BEGIN

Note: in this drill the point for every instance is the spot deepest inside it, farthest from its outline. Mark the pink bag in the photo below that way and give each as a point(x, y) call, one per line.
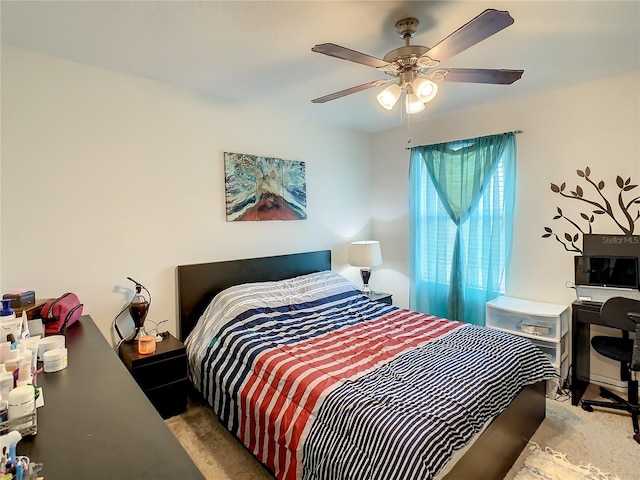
point(60, 313)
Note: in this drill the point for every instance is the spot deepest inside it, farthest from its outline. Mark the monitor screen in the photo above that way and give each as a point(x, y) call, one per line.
point(607, 271)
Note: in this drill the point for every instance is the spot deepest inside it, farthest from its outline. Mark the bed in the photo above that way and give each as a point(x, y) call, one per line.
point(249, 357)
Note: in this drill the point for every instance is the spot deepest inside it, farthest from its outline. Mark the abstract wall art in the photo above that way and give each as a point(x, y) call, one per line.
point(264, 188)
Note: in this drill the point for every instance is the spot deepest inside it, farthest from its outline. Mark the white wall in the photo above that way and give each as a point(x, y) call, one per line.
point(106, 176)
point(594, 124)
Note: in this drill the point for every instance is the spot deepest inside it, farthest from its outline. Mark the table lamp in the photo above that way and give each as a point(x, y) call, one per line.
point(365, 254)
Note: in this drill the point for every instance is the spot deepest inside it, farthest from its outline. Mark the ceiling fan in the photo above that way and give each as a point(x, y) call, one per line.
point(416, 68)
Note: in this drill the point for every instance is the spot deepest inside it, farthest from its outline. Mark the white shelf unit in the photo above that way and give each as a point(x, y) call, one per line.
point(545, 324)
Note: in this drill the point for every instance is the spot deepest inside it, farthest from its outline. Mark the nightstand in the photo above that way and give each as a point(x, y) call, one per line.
point(162, 376)
point(380, 297)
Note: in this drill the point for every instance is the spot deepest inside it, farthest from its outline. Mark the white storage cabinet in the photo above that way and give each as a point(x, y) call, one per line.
point(545, 324)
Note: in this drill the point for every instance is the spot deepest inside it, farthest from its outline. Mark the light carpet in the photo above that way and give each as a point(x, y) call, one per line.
point(548, 464)
point(603, 439)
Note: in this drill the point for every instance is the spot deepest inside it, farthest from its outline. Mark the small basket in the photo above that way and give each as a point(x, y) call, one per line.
point(27, 425)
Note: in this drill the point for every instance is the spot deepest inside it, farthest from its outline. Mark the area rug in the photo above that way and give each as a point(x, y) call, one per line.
point(548, 464)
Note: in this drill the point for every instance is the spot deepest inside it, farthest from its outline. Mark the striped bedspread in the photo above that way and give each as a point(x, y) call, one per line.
point(321, 383)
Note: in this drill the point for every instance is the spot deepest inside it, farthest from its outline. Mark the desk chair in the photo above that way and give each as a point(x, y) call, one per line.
point(624, 314)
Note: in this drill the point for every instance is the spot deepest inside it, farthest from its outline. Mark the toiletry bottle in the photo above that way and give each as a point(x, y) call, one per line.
point(25, 325)
point(7, 313)
point(24, 367)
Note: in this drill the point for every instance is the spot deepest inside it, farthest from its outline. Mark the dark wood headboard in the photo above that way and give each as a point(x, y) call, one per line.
point(197, 284)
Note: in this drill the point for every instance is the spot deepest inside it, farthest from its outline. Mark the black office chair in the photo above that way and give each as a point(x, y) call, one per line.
point(624, 314)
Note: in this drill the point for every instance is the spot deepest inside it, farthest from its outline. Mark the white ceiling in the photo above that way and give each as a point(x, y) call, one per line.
point(260, 51)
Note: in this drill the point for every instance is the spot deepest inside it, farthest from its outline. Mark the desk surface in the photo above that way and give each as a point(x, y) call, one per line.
point(96, 422)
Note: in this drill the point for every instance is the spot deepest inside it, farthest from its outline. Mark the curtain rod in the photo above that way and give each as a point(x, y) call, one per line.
point(516, 132)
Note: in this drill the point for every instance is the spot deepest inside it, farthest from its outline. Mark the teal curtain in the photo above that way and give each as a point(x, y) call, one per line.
point(461, 197)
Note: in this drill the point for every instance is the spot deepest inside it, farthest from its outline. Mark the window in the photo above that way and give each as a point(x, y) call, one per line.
point(460, 223)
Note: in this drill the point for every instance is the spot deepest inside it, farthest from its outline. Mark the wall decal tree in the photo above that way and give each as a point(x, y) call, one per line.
point(622, 216)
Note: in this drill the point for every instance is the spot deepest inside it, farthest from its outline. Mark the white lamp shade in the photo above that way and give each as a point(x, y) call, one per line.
point(389, 96)
point(365, 254)
point(425, 89)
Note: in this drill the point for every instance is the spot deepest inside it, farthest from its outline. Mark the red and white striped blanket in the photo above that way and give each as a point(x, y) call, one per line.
point(319, 382)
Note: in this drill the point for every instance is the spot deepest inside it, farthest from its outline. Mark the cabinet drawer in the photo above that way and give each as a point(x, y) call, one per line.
point(528, 318)
point(158, 373)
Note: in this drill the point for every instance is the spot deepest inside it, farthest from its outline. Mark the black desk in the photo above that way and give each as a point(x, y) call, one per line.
point(582, 317)
point(97, 423)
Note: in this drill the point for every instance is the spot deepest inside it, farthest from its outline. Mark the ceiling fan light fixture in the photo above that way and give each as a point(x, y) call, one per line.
point(389, 96)
point(412, 103)
point(425, 89)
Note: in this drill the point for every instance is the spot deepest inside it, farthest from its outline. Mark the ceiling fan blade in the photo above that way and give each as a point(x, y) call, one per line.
point(480, 75)
point(349, 91)
point(481, 27)
point(344, 53)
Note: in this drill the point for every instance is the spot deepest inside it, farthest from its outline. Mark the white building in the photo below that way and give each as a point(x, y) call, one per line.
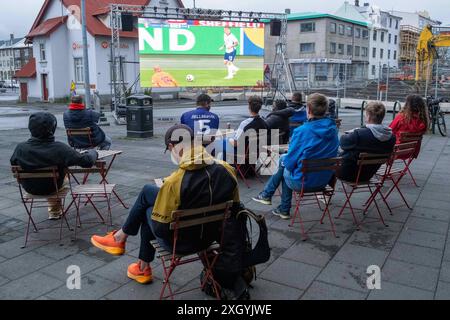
point(58, 51)
point(384, 34)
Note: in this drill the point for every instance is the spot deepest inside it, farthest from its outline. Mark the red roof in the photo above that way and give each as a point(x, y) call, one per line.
point(93, 8)
point(28, 70)
point(47, 27)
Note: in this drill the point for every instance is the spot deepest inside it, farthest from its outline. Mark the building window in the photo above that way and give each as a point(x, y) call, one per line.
point(307, 47)
point(350, 31)
point(79, 70)
point(308, 27)
point(321, 71)
point(333, 27)
point(42, 51)
point(364, 51)
point(333, 47)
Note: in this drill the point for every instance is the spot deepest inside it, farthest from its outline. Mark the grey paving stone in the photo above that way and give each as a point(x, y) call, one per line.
point(23, 265)
point(427, 225)
point(424, 239)
point(443, 291)
point(29, 287)
point(263, 290)
point(394, 291)
point(410, 274)
point(345, 275)
point(291, 273)
point(59, 269)
point(362, 256)
point(92, 287)
point(324, 291)
point(417, 255)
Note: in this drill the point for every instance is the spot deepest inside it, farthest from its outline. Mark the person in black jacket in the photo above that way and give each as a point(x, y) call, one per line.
point(42, 151)
point(374, 138)
point(78, 117)
point(278, 119)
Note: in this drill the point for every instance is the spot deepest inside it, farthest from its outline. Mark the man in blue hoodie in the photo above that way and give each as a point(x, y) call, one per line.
point(316, 139)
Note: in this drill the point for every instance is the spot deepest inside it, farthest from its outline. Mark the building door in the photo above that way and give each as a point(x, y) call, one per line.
point(23, 92)
point(44, 87)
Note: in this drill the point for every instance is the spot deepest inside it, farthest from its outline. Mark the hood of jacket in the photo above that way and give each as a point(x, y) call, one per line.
point(381, 132)
point(42, 125)
point(198, 158)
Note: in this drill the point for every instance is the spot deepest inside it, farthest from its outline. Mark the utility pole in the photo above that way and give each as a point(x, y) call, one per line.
point(87, 85)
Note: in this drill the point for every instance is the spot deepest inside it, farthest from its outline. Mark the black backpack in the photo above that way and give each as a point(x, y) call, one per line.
point(236, 266)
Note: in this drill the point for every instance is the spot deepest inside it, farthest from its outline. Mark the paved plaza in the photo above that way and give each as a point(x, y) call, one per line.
point(413, 252)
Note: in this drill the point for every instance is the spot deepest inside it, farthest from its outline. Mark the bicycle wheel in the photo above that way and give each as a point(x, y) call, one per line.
point(442, 126)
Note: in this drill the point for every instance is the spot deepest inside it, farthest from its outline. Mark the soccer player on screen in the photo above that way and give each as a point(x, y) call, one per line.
point(230, 45)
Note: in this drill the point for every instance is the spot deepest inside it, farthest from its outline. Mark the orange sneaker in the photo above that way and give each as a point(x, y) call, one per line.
point(109, 244)
point(135, 273)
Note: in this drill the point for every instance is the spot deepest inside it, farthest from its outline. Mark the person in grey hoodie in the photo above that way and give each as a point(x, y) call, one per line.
point(374, 138)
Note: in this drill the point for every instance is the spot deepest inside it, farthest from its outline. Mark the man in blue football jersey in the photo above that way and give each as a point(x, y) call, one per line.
point(201, 120)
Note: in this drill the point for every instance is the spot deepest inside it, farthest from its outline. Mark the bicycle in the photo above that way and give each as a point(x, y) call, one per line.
point(437, 116)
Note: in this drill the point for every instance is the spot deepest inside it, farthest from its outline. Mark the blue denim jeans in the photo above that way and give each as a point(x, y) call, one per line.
point(283, 177)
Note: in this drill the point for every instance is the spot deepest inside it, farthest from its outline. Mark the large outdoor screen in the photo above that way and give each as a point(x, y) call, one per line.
point(195, 53)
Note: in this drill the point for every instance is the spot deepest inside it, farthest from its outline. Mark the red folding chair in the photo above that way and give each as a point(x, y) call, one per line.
point(101, 192)
point(31, 202)
point(373, 186)
point(183, 219)
point(310, 197)
point(395, 174)
point(406, 137)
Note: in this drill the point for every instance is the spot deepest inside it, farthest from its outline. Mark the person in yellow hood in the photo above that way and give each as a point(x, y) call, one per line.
point(200, 181)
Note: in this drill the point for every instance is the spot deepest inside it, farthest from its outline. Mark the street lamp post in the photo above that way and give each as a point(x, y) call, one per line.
point(87, 85)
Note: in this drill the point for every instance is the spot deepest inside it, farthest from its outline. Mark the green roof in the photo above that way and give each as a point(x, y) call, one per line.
point(318, 15)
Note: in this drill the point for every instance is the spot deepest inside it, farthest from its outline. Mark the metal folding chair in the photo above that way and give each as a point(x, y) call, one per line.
point(184, 219)
point(311, 197)
point(85, 133)
point(373, 186)
point(31, 202)
point(406, 137)
point(92, 192)
point(395, 174)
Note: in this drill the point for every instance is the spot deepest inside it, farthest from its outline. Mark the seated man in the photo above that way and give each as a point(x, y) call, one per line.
point(77, 117)
point(374, 137)
point(201, 120)
point(299, 116)
point(42, 151)
point(278, 119)
point(200, 181)
point(316, 139)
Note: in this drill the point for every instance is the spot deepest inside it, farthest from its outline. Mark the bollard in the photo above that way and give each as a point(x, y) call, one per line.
point(363, 108)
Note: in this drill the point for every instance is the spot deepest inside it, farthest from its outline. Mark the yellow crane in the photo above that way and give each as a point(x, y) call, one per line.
point(427, 50)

END

▸ **Work to be completed**:
Write out, please, only the lines from the one with "Mark the bollard" through the last line above, both included and unchanged.

▸ **Answer area**:
Note: in this drill the point for every instance is the spot deepest inside it, farthest from its outline. Mark the bollard in the photo above that way and give each as a point(x, y) call, one per line.
point(363, 108)
Note: in this drill the point for every instance is the spot deepest inside it, farthest from its outline. Mark the yellow crane in the photo above that way and give each as a point(x, y) call, one per line.
point(427, 50)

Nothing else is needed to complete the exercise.